任务要求: 统计下方数据中包含字符串“green”的行数，区分大小写，只回答数字。

[数据集中的若干行]

────────

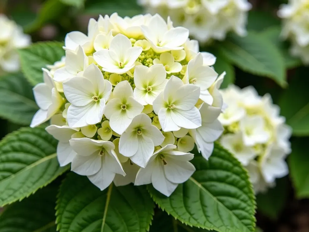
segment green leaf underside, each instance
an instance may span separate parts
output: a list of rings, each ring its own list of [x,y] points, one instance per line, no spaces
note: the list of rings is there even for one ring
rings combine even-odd
[[[265,193],[256,196],[258,211],[270,219],[278,218],[286,204],[287,198],[287,179],[284,177],[277,179],[276,186]]]
[[[309,197],[309,139],[297,138],[292,141],[292,153],[288,158],[290,175],[300,198]]]
[[[261,34],[275,45],[282,54],[284,58],[286,66],[288,68],[292,68],[301,65],[300,59],[293,57],[290,54],[289,50],[289,45],[285,42],[280,37],[281,27],[280,25],[273,26],[265,30]]]
[[[28,126],[38,109],[32,88],[22,74],[16,73],[0,78],[0,117]]]
[[[269,40],[249,32],[245,37],[231,35],[218,46],[222,55],[243,71],[269,77],[286,86],[284,61],[280,51]]]
[[[0,215],[0,232],[55,232],[57,186],[49,186]]]
[[[59,166],[57,142],[43,128],[22,128],[0,142],[0,206],[28,196],[67,169]]]
[[[219,232],[254,231],[255,202],[245,170],[216,144],[207,161],[196,155],[196,171],[169,197],[147,188],[159,207],[185,224]]]
[[[63,44],[58,42],[39,42],[19,50],[23,72],[30,84],[43,81],[42,68],[60,60],[65,55]]]
[[[154,205],[146,187],[112,184],[100,191],[86,177],[70,173],[57,200],[57,229],[60,232],[148,231]]]
[[[295,76],[279,99],[280,114],[293,129],[293,135],[309,135],[309,79],[304,73]],[[301,96],[301,97],[300,96]]]

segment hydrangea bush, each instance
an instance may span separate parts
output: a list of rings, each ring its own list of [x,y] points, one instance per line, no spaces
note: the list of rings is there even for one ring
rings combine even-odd
[[[50,119],[61,166],[101,190],[152,183],[168,196],[195,170],[195,144],[208,159],[223,131],[224,74],[188,36],[159,15],[116,13],[91,19],[87,35],[67,35],[65,57],[33,88],[40,109],[30,125]]]
[[[292,128],[270,95],[261,97],[252,86],[233,85],[221,92],[227,104],[219,117],[224,127],[221,144],[246,167],[256,193],[265,192],[289,173],[285,159],[291,151]]]
[[[146,11],[170,16],[175,25],[183,25],[200,42],[222,40],[227,33],[247,34],[247,0],[138,0]]]

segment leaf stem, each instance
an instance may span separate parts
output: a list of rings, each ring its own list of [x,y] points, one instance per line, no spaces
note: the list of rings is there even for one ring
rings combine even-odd
[[[102,226],[101,227],[101,232],[103,232],[104,229],[104,225],[105,225],[105,221],[106,219],[106,215],[107,215],[107,211],[108,209],[108,205],[109,204],[109,201],[111,200],[111,195],[112,195],[112,191],[113,189],[113,183],[109,185],[108,189],[107,191],[107,196],[106,197],[106,202],[105,205],[105,208],[104,209],[104,214],[103,215],[103,220],[102,221]]]

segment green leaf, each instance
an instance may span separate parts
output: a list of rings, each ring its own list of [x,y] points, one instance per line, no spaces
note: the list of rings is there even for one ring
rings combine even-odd
[[[0,117],[28,126],[38,110],[32,87],[22,74],[0,78]]]
[[[24,127],[0,142],[0,206],[28,196],[68,169],[60,167],[57,141],[41,127]]]
[[[226,59],[244,71],[269,77],[281,87],[286,86],[280,51],[260,34],[249,32],[245,37],[232,35],[218,47]]]
[[[218,53],[214,53],[214,54],[217,57],[216,63],[214,65],[214,69],[219,75],[225,71],[226,74],[224,77],[223,82],[221,85],[221,88],[227,87],[230,84],[235,82],[235,70],[231,63],[225,60]]]
[[[308,137],[292,141],[292,153],[288,158],[290,175],[299,198],[309,197],[309,155]]]
[[[278,105],[281,114],[285,117],[286,123],[293,129],[293,135],[309,135],[309,79],[307,70],[294,75],[289,88],[279,98]]]
[[[159,207],[188,225],[219,232],[254,231],[255,202],[246,171],[216,144],[208,161],[196,154],[196,171],[169,197],[147,188]]]
[[[19,50],[23,72],[32,84],[43,81],[42,68],[53,64],[64,55],[63,45],[58,42],[39,42]]]
[[[214,231],[213,230],[212,231]],[[149,232],[210,232],[210,230],[186,226],[166,212],[156,212]],[[0,231],[1,232],[1,231]]]
[[[46,23],[63,15],[66,9],[66,6],[60,0],[46,0],[40,8],[35,19],[24,27],[25,32],[29,33],[38,30]]]
[[[247,30],[263,32],[274,25],[280,26],[281,21],[269,12],[250,11],[248,15]]]
[[[55,232],[57,190],[49,186],[8,206],[0,215],[0,232]]]
[[[88,14],[111,15],[116,12],[120,16],[133,17],[142,13],[142,7],[136,0],[88,0],[86,2],[85,11]]]
[[[146,232],[154,203],[145,186],[116,187],[100,191],[85,176],[68,175],[60,188],[56,207],[60,232]]]
[[[286,178],[277,179],[274,187],[256,196],[258,211],[273,220],[278,218],[288,197],[287,180]]]
[[[86,0],[60,0],[63,3],[80,8],[84,6]]]
[[[285,42],[280,37],[281,28],[280,26],[270,27],[265,30],[261,34],[275,45],[280,50],[284,58],[286,67],[287,68],[292,68],[302,64],[299,59],[294,57],[290,54],[289,49],[290,45]]]

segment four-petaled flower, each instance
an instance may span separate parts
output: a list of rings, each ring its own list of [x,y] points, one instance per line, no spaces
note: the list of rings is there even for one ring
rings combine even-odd
[[[156,151],[146,167],[138,170],[134,185],[152,183],[154,188],[169,196],[178,184],[187,181],[195,170],[189,162],[193,154],[175,151],[176,147],[168,144]]]
[[[109,120],[112,129],[121,135],[129,126],[134,117],[142,113],[143,105],[133,97],[133,91],[128,81],[121,81],[113,91],[114,98],[106,104],[104,115]]]
[[[103,49],[93,54],[93,58],[102,69],[121,74],[133,68],[143,49],[132,47],[130,40],[119,34],[112,40],[108,49]]]
[[[116,174],[125,175],[111,142],[83,138],[71,139],[70,143],[77,153],[72,161],[71,170],[87,176],[101,190],[108,187]]]
[[[154,101],[154,111],[158,115],[162,130],[178,131],[181,127],[193,129],[201,125],[201,114],[194,105],[200,96],[200,88],[184,84],[172,75],[164,90]]]
[[[143,113],[136,116],[120,136],[119,152],[129,157],[133,163],[144,168],[154,150],[155,146],[163,142],[164,137],[151,120]]]
[[[152,105],[164,89],[168,80],[166,78],[166,73],[162,64],[154,64],[149,68],[143,65],[137,66],[134,71],[134,97],[142,105]]]
[[[112,92],[112,84],[104,80],[94,64],[82,74],[63,83],[63,90],[72,105],[68,109],[68,123],[70,127],[81,127],[101,122],[105,102]]]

────────

结果: 2